▸ **Information provided**
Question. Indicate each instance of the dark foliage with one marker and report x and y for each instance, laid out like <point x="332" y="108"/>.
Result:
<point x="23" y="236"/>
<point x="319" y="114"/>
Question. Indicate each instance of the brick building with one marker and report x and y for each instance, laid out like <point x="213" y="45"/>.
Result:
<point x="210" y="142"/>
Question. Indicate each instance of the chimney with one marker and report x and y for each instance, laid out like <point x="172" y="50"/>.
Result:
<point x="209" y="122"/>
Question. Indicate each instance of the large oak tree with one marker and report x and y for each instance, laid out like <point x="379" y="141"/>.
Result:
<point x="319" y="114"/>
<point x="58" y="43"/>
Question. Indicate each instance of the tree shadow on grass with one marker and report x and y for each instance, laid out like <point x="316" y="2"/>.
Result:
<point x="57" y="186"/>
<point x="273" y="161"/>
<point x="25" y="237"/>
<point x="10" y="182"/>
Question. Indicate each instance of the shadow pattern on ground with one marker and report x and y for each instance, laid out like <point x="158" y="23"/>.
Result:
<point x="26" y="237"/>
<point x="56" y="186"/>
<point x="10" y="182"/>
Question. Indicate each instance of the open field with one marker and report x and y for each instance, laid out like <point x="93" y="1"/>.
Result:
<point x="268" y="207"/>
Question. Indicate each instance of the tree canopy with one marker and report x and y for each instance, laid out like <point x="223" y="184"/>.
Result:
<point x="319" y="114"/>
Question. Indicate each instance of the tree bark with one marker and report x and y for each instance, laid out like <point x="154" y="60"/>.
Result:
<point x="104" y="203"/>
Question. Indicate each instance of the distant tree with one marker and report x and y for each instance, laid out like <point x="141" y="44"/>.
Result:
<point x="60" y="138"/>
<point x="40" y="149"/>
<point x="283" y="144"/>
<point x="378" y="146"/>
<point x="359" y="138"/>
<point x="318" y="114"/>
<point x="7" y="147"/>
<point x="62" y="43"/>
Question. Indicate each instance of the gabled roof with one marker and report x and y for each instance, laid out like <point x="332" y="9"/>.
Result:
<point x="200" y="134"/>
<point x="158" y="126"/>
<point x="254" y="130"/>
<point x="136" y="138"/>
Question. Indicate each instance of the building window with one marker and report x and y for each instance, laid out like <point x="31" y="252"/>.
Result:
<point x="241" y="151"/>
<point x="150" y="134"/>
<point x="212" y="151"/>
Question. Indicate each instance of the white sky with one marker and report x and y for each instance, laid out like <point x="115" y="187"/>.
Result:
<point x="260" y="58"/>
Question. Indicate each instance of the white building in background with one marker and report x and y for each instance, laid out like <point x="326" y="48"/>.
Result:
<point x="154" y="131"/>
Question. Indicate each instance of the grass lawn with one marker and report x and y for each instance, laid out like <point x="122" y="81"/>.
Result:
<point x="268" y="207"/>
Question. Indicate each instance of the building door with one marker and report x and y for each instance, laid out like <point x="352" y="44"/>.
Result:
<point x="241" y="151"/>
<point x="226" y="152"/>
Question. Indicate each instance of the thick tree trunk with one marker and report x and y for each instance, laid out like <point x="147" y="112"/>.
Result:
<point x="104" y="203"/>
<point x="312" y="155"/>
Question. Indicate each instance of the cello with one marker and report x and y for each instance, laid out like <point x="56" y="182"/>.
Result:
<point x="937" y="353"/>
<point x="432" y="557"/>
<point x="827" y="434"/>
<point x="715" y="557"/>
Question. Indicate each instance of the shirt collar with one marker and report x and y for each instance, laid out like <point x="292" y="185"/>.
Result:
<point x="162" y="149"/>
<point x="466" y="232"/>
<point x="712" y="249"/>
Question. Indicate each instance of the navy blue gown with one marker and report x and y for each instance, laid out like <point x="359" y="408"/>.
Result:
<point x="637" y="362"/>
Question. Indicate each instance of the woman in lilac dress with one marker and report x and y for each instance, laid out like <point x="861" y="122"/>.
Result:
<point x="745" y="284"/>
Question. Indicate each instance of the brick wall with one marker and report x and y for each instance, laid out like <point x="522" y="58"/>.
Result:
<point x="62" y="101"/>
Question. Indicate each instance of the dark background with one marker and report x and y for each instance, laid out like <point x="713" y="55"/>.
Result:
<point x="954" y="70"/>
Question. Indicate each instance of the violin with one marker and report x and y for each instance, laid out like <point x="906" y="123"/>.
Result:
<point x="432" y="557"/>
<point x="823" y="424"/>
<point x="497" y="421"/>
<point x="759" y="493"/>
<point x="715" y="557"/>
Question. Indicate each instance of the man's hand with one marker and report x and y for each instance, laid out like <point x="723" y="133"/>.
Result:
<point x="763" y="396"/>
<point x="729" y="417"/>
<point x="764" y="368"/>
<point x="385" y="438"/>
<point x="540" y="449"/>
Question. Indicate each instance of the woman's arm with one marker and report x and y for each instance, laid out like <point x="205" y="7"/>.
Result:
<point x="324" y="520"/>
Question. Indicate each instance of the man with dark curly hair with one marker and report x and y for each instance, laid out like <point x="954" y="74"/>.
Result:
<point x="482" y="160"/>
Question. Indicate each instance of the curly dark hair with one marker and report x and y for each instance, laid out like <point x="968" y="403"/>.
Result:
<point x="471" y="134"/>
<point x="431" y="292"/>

▸ **Work to do**
Output the line that contains "Question. Indicate each instance of the cello", followed by every later line in the listing, with no line omitted and none added.

▸ **Response below**
Question. Indicate each instance of the cello with one marker and report x and y for each instance, laid out like <point x="56" y="182"/>.
Result:
<point x="937" y="353"/>
<point x="432" y="557"/>
<point x="827" y="434"/>
<point x="715" y="557"/>
Question. Indicate each instance of the shirt collar with one marker and report x and y for each instance, laid out like <point x="292" y="185"/>.
Result:
<point x="162" y="149"/>
<point x="466" y="232"/>
<point x="712" y="249"/>
Question. Indicate each instance of the navy blue gown with one marker and report x and y for each instance, laid out like <point x="359" y="408"/>.
Result:
<point x="637" y="362"/>
Question. Indicate each instance of the woman in lilac dress with one marker and report x and y for each instance, laid out like <point x="861" y="122"/>.
Result:
<point x="745" y="284"/>
Question. Indicate each instance of the brick wall with one marker and report x and y for each instance, laid out like <point x="522" y="58"/>.
Result:
<point x="62" y="101"/>
Question. Indicate each instance of the dark background with one marker and report x and y for each instance, laid out like <point x="713" y="55"/>.
Result:
<point x="954" y="70"/>
Question. Indicate each instance of the violin with one marker and report x and y for each instance, laid out like <point x="906" y="123"/>.
Result:
<point x="432" y="557"/>
<point x="823" y="424"/>
<point x="497" y="421"/>
<point x="759" y="493"/>
<point x="715" y="557"/>
Question. Indicate each instance of the man's hand with one marker and report x and y for each instance, laid out like <point x="723" y="133"/>.
Result:
<point x="763" y="396"/>
<point x="729" y="417"/>
<point x="764" y="368"/>
<point x="385" y="438"/>
<point x="540" y="449"/>
Question. Indicate each instance of the woman's arm with one marker and report x and y for each instance, laid out like <point x="205" y="7"/>.
Result:
<point x="324" y="520"/>
Question. Indicate each instance of the man with dark curly hair with one marker and report x and y for each instance, laid out like <point x="954" y="74"/>.
Result:
<point x="482" y="160"/>
Question. Indicate each instance of the curly dark hair with one marker and report x and y for each instance, laid out like <point x="968" y="403"/>.
Result:
<point x="471" y="134"/>
<point x="431" y="292"/>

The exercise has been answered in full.